◆ ARBEITSAUFTRÄGE:
1. Gib den Abschnitt des Übungstextes wörtlich wieder, der bei „Musikalische Reise durch“ beginnt und bei „in der Lukaskirche.“ endet.
2. Beantworte anhand des Übungstextes die folgenden Fragen:
(a) In welcher Kirche fand das Konzert statt?
(b) Welches Werk stand als Einleitung auf dem Programm?
(c) Über wie viele Musiker verfügt der Orchesterleiter noch in kammerphilharmonischer Besetzung?

◆ ÜBUNGSTEXT:

::::::::::

Musikalische Reise durch Europa
Das Universitätsorchester Dresden ist vielleicht nicht oft selbst auf Reisen, seine musikalischen Erkundungen führen es jedoch in beinahe alle Regionen der Welt. Wie sollte es auch anders sein? Schließlich kommen doch Studenten und Wissenschaftler von überallher nach Dresden – ein guter Grund, den Austausch wechselseitig zu gestalten. »In die Ferne« hieß es so am späten Sonntagnachmittag in der Lukaskirche.
Franz Schubert sah nach Italien, auf die in seiner Zeit beliebten italienischen Opern, denen er nicht nur eigenes »entgegen« setzte. Er griff das Italienische ebenso auf, komponierte zum Beispiel Ouvertüren im italienischen Stil. Jene in C-Dur (D 591) stand als Einleitung auf dem Programm und sorgte für frischen Wind. Orchesterleiter Filip Paluchowski kann nicht nur über einen großen Streicherapparat, sondern auch auf eine ebensolche Zahl von Bläsern vertrauen. Noch in Kammerphilharmonischer Besetzung verfügt er über fast 60 Musiker. Logisch, daß er Stücke auswählt, die alle Instrumentengruppen ausreichend berücksichtigen und sie auch einmal solistisch hervortreten können. Besonders schön war aber, daß die Ausgewogenheit zwischen Streichern und Bläsern, zwischen Tutti und Solisten trotzdem stets gewahrt blieb.

::::::::::

◆ ROHDATEN:
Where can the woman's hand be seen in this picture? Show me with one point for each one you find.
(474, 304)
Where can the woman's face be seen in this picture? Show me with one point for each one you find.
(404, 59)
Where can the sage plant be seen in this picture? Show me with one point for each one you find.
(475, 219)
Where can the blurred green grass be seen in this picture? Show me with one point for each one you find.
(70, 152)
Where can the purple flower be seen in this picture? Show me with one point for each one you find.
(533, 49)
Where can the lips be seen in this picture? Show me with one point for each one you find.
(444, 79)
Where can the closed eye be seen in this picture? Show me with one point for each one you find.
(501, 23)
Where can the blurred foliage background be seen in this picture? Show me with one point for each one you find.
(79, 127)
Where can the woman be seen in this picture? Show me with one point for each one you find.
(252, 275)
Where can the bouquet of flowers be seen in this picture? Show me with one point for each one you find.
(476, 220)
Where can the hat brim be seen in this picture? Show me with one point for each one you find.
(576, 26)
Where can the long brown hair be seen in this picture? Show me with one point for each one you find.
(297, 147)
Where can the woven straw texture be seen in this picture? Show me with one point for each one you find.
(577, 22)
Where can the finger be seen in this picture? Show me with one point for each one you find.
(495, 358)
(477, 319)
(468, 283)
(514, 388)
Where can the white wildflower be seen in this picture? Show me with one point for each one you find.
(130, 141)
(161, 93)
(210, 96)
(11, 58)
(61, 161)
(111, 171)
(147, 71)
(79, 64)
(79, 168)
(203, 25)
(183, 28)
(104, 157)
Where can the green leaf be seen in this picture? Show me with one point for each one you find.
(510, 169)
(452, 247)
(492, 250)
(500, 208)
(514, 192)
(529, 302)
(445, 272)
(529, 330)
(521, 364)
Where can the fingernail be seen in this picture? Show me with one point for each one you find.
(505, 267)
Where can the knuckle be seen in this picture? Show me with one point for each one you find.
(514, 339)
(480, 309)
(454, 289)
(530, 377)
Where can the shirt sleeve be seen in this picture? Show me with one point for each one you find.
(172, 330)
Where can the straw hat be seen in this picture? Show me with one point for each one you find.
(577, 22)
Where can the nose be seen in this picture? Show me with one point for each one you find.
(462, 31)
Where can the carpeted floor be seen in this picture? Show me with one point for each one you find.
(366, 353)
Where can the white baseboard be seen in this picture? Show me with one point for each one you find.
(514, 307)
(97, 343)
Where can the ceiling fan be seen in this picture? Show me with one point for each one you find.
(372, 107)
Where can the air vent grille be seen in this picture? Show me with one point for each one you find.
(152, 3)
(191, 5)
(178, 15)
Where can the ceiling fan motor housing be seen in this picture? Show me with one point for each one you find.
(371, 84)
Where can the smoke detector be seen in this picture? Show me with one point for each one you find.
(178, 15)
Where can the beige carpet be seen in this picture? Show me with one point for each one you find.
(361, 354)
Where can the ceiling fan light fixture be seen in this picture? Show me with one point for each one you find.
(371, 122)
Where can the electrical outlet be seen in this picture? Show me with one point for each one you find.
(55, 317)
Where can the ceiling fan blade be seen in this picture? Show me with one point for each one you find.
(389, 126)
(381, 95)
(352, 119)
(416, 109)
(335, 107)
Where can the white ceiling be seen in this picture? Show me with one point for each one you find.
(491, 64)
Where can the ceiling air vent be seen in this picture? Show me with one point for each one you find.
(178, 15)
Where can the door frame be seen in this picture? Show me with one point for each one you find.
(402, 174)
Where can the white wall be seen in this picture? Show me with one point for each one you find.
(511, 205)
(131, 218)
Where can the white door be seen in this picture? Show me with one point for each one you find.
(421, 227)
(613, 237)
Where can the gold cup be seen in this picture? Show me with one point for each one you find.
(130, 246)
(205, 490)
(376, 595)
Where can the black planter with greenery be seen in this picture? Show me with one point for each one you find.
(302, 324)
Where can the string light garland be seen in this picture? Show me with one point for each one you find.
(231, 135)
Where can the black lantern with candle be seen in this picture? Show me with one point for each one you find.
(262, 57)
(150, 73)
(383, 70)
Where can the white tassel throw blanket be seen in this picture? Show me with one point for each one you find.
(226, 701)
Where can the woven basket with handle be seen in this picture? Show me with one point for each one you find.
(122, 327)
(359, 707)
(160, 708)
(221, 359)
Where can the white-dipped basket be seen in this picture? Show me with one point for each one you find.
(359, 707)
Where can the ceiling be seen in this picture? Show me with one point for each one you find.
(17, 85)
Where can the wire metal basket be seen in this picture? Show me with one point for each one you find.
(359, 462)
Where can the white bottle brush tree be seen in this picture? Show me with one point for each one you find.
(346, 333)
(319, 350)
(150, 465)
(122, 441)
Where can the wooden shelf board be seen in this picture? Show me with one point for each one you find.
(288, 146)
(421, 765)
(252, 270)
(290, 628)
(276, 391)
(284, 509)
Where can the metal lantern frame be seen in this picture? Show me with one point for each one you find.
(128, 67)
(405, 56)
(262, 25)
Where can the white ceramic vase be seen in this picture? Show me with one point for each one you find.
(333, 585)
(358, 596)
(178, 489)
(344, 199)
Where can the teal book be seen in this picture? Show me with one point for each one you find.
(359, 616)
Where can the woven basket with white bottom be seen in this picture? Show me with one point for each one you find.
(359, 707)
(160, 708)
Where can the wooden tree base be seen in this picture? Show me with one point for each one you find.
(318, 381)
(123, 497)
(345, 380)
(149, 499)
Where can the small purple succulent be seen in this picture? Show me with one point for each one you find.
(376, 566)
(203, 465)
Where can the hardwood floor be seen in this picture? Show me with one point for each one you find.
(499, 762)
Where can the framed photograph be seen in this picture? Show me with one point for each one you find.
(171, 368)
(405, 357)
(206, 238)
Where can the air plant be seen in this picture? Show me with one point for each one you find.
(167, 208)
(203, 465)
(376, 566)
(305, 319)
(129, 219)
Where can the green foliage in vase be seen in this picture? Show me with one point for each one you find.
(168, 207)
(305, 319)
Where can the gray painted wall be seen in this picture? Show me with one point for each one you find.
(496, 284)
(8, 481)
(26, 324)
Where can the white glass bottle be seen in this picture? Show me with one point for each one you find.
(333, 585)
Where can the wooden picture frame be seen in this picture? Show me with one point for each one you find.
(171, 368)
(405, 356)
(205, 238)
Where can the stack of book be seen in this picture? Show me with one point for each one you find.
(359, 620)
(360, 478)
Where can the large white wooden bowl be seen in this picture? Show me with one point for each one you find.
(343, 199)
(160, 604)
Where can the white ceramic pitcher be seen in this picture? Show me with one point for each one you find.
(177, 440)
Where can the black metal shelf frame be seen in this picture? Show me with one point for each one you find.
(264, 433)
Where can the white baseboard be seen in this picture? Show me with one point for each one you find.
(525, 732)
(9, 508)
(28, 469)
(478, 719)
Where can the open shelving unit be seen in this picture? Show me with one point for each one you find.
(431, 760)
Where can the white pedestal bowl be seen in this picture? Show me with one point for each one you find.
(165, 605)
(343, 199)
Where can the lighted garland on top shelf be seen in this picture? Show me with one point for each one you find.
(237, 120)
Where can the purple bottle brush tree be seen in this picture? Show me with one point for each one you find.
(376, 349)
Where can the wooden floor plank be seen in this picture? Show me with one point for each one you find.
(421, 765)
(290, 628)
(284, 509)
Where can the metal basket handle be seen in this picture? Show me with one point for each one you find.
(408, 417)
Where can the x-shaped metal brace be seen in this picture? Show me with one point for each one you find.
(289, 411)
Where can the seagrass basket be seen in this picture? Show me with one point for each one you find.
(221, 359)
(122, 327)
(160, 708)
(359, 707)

::::::::::

◆ LÖSUNGEN JE AUFGABE:
1.
Musikalische Reise durch Europa
Das Universitätsorchester Dresden ist vielleicht nicht oft selbst auf Reisen, seine musikalischen Erkundungen führen es jedoch in beinahe alle Regionen der Welt. Wie sollte es auch anders sein? Schließlich kommen doch Studenten und Wissenschaftler von überallher nach Dresden – ein guter Grund, den Austausch wechselseitig zu gestalten. »In die Ferne« hieß es so am späten Sonntagnachmittag in der Lukaskirche.

2.
(a) Das Konzert fand in der Lukaskirche statt.
(b) Als Einleitung stand Franz Schuberts Ouvertüre im italienischen Stil in C-Dur (D 591) auf dem Programm.
(c) Er verfügt über fast 60 Musiker.